==== DATASET RECORDS
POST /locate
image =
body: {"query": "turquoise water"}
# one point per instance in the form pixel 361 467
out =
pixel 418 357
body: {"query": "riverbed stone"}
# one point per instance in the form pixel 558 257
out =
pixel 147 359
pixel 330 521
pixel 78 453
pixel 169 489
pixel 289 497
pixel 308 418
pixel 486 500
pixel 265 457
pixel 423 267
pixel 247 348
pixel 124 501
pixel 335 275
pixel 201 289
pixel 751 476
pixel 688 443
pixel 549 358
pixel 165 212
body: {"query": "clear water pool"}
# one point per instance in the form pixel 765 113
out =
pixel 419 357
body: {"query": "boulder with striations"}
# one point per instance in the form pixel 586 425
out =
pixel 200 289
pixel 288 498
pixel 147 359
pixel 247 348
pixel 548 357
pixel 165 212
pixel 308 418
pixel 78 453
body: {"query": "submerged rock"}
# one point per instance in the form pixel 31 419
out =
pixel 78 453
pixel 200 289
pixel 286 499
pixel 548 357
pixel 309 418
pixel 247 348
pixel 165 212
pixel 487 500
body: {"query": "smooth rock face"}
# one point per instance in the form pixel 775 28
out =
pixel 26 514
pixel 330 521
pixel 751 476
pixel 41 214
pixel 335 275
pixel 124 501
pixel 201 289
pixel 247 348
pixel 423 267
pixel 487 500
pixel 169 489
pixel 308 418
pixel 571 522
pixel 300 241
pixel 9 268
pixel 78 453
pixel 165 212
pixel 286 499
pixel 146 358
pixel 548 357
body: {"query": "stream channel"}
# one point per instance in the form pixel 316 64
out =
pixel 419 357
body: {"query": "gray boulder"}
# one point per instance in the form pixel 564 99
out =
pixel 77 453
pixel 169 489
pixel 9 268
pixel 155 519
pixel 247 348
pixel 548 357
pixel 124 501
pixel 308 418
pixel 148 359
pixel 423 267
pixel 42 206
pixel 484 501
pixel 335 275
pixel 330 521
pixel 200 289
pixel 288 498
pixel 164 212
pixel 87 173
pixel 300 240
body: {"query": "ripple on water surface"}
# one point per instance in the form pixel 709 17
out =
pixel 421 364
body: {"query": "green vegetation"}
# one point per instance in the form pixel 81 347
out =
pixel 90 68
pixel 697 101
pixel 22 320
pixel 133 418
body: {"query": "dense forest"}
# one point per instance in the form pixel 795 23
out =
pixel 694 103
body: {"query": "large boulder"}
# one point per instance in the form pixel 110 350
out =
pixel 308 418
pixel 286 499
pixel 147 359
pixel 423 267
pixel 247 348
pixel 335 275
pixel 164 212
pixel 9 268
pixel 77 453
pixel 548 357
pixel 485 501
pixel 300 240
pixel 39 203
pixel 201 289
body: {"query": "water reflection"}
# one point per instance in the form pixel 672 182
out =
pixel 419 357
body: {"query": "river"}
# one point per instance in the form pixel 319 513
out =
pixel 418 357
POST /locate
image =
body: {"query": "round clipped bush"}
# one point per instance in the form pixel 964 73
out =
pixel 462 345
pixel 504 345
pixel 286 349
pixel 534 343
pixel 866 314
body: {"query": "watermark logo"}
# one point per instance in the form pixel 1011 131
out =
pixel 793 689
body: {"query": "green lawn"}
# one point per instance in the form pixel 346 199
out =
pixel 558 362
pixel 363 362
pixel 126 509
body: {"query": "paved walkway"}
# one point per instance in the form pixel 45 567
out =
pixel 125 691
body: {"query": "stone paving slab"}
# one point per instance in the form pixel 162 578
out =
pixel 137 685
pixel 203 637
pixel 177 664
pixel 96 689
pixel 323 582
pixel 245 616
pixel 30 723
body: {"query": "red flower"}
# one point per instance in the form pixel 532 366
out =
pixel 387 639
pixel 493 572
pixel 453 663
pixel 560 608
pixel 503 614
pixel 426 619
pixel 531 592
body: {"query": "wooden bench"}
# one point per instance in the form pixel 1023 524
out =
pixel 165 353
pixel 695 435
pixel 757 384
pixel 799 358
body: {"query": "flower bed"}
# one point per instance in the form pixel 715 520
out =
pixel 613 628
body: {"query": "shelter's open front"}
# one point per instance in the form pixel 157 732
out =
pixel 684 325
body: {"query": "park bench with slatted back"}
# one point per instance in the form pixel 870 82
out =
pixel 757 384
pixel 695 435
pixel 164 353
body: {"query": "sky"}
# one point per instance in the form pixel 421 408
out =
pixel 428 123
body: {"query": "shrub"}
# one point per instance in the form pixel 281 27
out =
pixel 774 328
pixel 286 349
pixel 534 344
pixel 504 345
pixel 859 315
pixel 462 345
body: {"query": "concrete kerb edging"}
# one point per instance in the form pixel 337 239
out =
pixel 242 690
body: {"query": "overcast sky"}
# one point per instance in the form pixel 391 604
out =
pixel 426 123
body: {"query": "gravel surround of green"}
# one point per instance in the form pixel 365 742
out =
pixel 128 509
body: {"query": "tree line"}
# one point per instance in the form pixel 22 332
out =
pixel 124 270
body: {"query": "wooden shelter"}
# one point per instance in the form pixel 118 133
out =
========
• EXERCISE DESCRIPTION: Reprint the whole listing above exactly.

• SOLUTION FOR THIS PROBLEM:
POST /locate
image =
body: {"query": "turquoise water"}
# one point per instance in the form pixel 361 467
out =
pixel 418 357
body: {"query": "riverbed stone"}
# one point per instance in the form pixel 558 257
out =
pixel 147 359
pixel 330 521
pixel 78 453
pixel 169 489
pixel 289 497
pixel 308 418
pixel 486 500
pixel 265 457
pixel 423 267
pixel 247 348
pixel 124 501
pixel 335 275
pixel 201 289
pixel 751 476
pixel 688 443
pixel 549 358
pixel 165 212
body: {"query": "clear water pool"}
# one point per instance in the form pixel 765 113
out =
pixel 419 357
body: {"query": "boulder with striations"}
# one point per instance in the form pixel 586 425
out =
pixel 200 289
pixel 288 498
pixel 147 359
pixel 247 348
pixel 548 357
pixel 165 212
pixel 308 418
pixel 78 453
body: {"query": "submerged rock"}
# one point per instance in the form pixel 31 419
out =
pixel 78 453
pixel 200 289
pixel 286 499
pixel 548 357
pixel 309 418
pixel 247 348
pixel 165 212
pixel 487 500
body: {"query": "smooth rock face"}
# one point per instance in the form pixel 775 28
out =
pixel 26 514
pixel 330 521
pixel 751 476
pixel 41 214
pixel 335 275
pixel 124 501
pixel 201 289
pixel 247 348
pixel 423 267
pixel 487 500
pixel 169 489
pixel 308 418
pixel 571 522
pixel 300 241
pixel 9 268
pixel 78 453
pixel 165 212
pixel 286 499
pixel 146 358
pixel 548 357
body: {"query": "stream channel"}
# one point per instance in the form pixel 316 64
out =
pixel 419 357
body: {"query": "gray boulder"}
# one point per instance in the form pixel 564 99
out =
pixel 77 453
pixel 169 489
pixel 9 268
pixel 155 519
pixel 247 348
pixel 548 357
pixel 124 501
pixel 308 418
pixel 148 359
pixel 423 267
pixel 42 206
pixel 484 501
pixel 335 275
pixel 330 521
pixel 200 289
pixel 288 498
pixel 164 212
pixel 87 173
pixel 300 240
body: {"query": "ripple on water surface"}
# one point per instance in the form pixel 709 17
out =
pixel 421 364
body: {"query": "green vegetation"}
# one point per instance in the form pixel 81 347
out =
pixel 90 68
pixel 697 101
pixel 22 320
pixel 133 418
body: {"query": "dense forest"}
# one point per instance in the form pixel 795 23
out =
pixel 694 103
body: {"query": "large boulder"}
# one point per instance in the form pixel 110 350
out =
pixel 308 418
pixel 286 499
pixel 147 359
pixel 423 267
pixel 247 348
pixel 335 275
pixel 164 212
pixel 9 268
pixel 77 453
pixel 548 357
pixel 485 501
pixel 300 240
pixel 39 203
pixel 201 289
body: {"query": "water reflection"}
# one point per instance in the form pixel 672 182
out =
pixel 419 357
body: {"query": "river"}
# one point per instance in the form pixel 319 513
out =
pixel 418 357
POST /locate
image =
body: {"query": "round clipped bush"}
# one point per instance in the form pixel 964 73
out =
pixel 462 345
pixel 504 345
pixel 286 349
pixel 534 343
pixel 866 314
body: {"query": "watermark logo"}
# one point per instance in the form pixel 1011 131
out =
pixel 793 689
body: {"query": "green lawn"}
# one point per instance in the form pixel 346 199
out =
pixel 558 362
pixel 363 362
pixel 126 509
body: {"query": "paved walkway"}
# one point per instance in the form pixel 45 567
out =
pixel 125 691
body: {"query": "stone paving slab"}
# one point per instance in the form pixel 162 578
out =
pixel 137 685
pixel 203 637
pixel 177 664
pixel 96 689
pixel 323 582
pixel 245 616
pixel 30 723
body: {"query": "red flower"}
# one point per instance in the form pixel 532 366
out =
pixel 387 639
pixel 493 572
pixel 453 663
pixel 560 608
pixel 503 614
pixel 426 619
pixel 531 592
body: {"query": "wooden bench"}
# one point per instance in the form pixel 1023 524
out =
pixel 165 353
pixel 695 435
pixel 757 384
pixel 799 358
body: {"query": "flower bed"}
# one point per instance in the form pixel 715 520
out =
pixel 613 628
body: {"query": "shelter's open front"}
# one point per instance in the form pixel 157 732
out =
pixel 684 325
body: {"query": "park bench with slatted back"}
# one point per instance in the form pixel 870 82
out =
pixel 757 384
pixel 695 435
pixel 164 353
body: {"query": "sky"}
# one point per instance in the form pixel 421 408
out =
pixel 428 123
body: {"query": "shrub"}
# one point per instance in the form pixel 281 27
out =
pixel 774 328
pixel 286 349
pixel 534 344
pixel 504 345
pixel 859 315
pixel 462 345
body: {"query": "concrete kerb edging"}
# one point per instance in the form pixel 337 239
out =
pixel 242 690
body: {"query": "overcast sky"}
# one point per instance in the form pixel 391 604
out =
pixel 426 123
body: {"query": "gravel surround of green"}
# one point per instance in the form pixel 365 742
out =
pixel 128 509
body: {"query": "tree line"}
# one point per instance in the form pixel 22 332
out =
pixel 124 270
body: {"query": "wooden shelter"}
# one point per instance in the form pixel 118 133
out =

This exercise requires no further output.